Set of tasks:
a: In the forum thread, which two musical acts does leonardess name as examples of the new music she likes?
b: In the forum thread, swap "seven months" for "nine months" and write out the passage starting with "I'm going to" and going on through "do with that.".
c: Condense the forum thread's paragraph beginning "I like a LOT of the new music" into a single sentence that keeps its main facts.

Document extract:

►

I read about the drug preference on your ideal guy list and.......
it gave me cause for concern!:no 
Should I be?
But thanks for your input here...it's much appreciated.:yes


----------



## humourless (Sep 27, 2011)

determination said:


> Astrophotography, *religion, taoism, buddhism, *read, psychedelics


I like those..(the bold ones)...and they have helped in the past to a degree.


----------



## komorikun (Jan 11, 2009)

humourless said:


> I read about the drug preference on your ideal guy list and.......
> it gave me cause for concern!:no
> Should I be?
> But thanks for your input here...it's much appreciated.:yes


It's a cheap and fast way to enter another spiritual dimension. Meditation and religion can do the same but they take longer. MDMA gives you greater empathy for others, that's why it would be cool to take it as a couple. And both MDMA and LSD make music sound soooo much better.


----------



## leonardess (Jun 30, 2009)

this may be somewhat mundane compared to what's been suggested so far, but right now I am manic about designing and marketing my jewelry. so far, it's *****in if I say so myself. the other night, I applied fire to metal and created many colored shapes (aaaaaah!). soon, I shall solder (oooooh!). how hot is that? 
I'm going to market what I make. I already have a few orders. I plan to take my stuff around to the many shore line boutique-y type places. I also have another idea for a little side business, given to me by my uncle in NoCal. It's working for him, so off I go. 
That's my 2012. I have a little student debt to pay off - I see it as a challenge. In seven months my credit will be in good standing again and then I want to get a fixer upper and see what I can do with that. 

I like a LOT of the new music out there now, which surprises me no end. Mumford and Sons (banjo and cello, who'da thunk?) and Adele being just two. I work out to those on my mini stepper and with me weights. at least it's something.

◄

Entries shown:
►

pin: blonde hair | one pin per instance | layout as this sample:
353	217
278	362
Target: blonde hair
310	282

◄
►

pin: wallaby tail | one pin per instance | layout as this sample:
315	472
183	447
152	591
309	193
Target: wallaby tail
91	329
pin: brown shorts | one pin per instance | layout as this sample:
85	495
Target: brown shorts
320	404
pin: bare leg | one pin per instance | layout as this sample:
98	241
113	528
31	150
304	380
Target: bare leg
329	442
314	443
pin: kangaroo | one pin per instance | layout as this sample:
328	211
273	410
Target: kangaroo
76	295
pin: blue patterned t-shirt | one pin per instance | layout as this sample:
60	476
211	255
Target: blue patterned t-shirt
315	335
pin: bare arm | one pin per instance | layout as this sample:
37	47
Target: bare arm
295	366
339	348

◄

Answers to the exercises:
a: Mumford and Sons and Adele.

b:
I'm going to market what I make. I already have a few orders. I plan to take my stuff around to the many shore line boutique-y type places. I also have another idea for a little side business, given to me by my uncle in NoCal. It's working for him, so off I go. 
That's my 2012. I have a little student debt to pay off - I see it as a challenge. In nine months my credit will be in good standing again and then I want to get a fixer upper and see what I can do with that.

c: The writer is surprised to like much of today's new music, such as Mumford and Sons and Adele, and works out to it on a mini stepper and with weights.